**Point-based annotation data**
____

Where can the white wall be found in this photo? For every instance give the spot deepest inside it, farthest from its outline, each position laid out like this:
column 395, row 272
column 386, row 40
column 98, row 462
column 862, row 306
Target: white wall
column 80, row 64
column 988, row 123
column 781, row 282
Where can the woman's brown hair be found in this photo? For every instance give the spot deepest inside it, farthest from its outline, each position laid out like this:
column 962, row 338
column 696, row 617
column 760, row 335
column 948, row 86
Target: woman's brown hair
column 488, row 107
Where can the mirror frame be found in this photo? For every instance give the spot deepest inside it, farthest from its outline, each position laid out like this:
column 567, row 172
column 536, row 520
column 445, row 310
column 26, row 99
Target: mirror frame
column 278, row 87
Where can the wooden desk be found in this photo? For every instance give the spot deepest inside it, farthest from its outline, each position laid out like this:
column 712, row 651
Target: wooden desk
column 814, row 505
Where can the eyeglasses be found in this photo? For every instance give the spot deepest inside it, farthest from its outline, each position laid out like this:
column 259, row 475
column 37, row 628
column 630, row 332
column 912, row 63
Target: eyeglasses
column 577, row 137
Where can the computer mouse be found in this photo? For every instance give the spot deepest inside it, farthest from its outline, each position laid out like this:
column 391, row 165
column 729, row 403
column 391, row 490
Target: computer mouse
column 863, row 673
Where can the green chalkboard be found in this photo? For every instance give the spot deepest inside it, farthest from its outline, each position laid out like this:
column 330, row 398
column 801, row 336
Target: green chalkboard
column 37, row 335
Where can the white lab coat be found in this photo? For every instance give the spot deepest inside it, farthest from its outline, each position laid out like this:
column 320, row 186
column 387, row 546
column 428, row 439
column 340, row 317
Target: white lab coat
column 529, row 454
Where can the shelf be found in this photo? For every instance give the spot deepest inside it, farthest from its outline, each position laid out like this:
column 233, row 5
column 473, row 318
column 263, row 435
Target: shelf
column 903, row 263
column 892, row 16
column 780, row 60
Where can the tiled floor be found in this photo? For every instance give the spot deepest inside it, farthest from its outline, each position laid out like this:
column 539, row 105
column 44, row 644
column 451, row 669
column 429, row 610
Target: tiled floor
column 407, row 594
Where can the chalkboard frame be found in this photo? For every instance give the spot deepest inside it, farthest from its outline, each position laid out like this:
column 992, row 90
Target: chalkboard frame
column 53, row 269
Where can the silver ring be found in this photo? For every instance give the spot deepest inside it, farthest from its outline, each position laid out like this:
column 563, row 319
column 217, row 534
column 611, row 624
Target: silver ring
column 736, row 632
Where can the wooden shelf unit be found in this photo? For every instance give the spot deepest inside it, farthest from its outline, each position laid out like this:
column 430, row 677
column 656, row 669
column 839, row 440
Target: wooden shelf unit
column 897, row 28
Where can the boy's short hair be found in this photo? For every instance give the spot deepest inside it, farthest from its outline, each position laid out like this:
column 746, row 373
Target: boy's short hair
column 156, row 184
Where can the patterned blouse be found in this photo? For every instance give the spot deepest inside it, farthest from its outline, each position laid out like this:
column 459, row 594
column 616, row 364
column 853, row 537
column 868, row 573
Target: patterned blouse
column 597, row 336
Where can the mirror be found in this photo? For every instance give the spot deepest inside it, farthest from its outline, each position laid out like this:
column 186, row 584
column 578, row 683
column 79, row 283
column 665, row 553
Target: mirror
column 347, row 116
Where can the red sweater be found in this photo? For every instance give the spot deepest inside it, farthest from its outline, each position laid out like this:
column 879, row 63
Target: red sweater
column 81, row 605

____

**Work required**
Quote each line of the data above exactly as written.

**Full answer**
Where can the white wall be found in this photo? For every instance give the spot deepest inside it, farthest from its outline, each position laid out like this:
column 395, row 272
column 386, row 40
column 98, row 462
column 862, row 306
Target: white wall
column 80, row 64
column 988, row 123
column 781, row 282
Where can the woman's brown hair be found in this photo? For every instance give the spot deepest inside it, farthest from its outline, each position laid out like this:
column 962, row 338
column 696, row 617
column 760, row 335
column 948, row 86
Target: woman's brown hair
column 488, row 107
Where can the mirror frame be found in this photo? For every instance give the spot deepest inside it, farthest from its outline, each position laid out like this:
column 567, row 172
column 536, row 520
column 445, row 310
column 26, row 99
Target: mirror frame
column 278, row 87
Where can the wooden desk be found in this photo? For every instance give the spot deepest inside it, farthest from its outline, each position laid out like this:
column 712, row 651
Target: wooden desk
column 814, row 505
Where can the eyeglasses be found in this photo? For every instance give the spot deepest inside it, farthest from its outline, each position laid out like this:
column 259, row 475
column 37, row 628
column 630, row 332
column 912, row 63
Target: eyeglasses
column 577, row 137
Where can the computer mouse be found in this photo? For every instance give the spot deepest inside it, farthest from its outline, each position laid out like this:
column 391, row 165
column 729, row 403
column 391, row 490
Target: computer mouse
column 863, row 673
Where can the green chalkboard be found in this photo? For every instance give the spot deepest inside it, farthest from its outline, each position laid out like this:
column 330, row 398
column 801, row 336
Target: green chalkboard
column 37, row 335
Where can the white lab coat be found in this photo? For every instance give the spot deepest inside it, farthest from its outline, each position laid out like this:
column 320, row 186
column 387, row 546
column 428, row 439
column 340, row 317
Target: white lab coat
column 529, row 454
Where can the shelf be found in this photo? For every instance give the spot deepest inside it, farthest from its outline, each position laid out like this:
column 233, row 5
column 473, row 318
column 263, row 435
Target: shelf
column 903, row 263
column 892, row 16
column 780, row 60
Where can the tiled floor be found in this photo? For every instance give the spot deepest inside it, farthest from its outline, each position laid out like this:
column 539, row 105
column 44, row 644
column 451, row 669
column 429, row 610
Target: tiled floor
column 407, row 594
Where can the chalkboard frame be found in this photo? For every instance give the spot deepest inside it, farthest from its outline, each position laid out like this:
column 992, row 90
Target: chalkboard frame
column 53, row 269
Where can the silver ring be found in this photo? For every instance give the spot deepest inside it, farthest from its outline, each position laid out like this:
column 563, row 319
column 217, row 534
column 611, row 624
Target: silver ring
column 736, row 632
Where can the wooden shelf unit be found in this photo? For every instance give the spot deepest inside it, farthest from its outline, each position laid out like this:
column 430, row 677
column 656, row 669
column 839, row 440
Target: wooden shelf unit
column 897, row 28
Where can the boy's short hair be found in this photo? For every instance give the spot deepest inside it, farthest from its outline, each position laid out like this:
column 746, row 373
Target: boy's short hair
column 156, row 184
Where can the patterned blouse be found in this photo? For every instance give the spot deepest inside it, farthest from its outline, each position laid out like this:
column 459, row 594
column 616, row 364
column 853, row 537
column 868, row 573
Target: patterned blouse
column 597, row 336
Where can the mirror be found in this photo? For every instance give the spot deepest inside it, farthest from its outline, each position laid out like this:
column 186, row 584
column 578, row 683
column 79, row 283
column 665, row 553
Target: mirror
column 347, row 116
Where can the red sweater be found in this photo? For every instance give the spot deepest inside it, farthest from its outline, each position laid out like this:
column 879, row 63
Target: red sweater
column 81, row 605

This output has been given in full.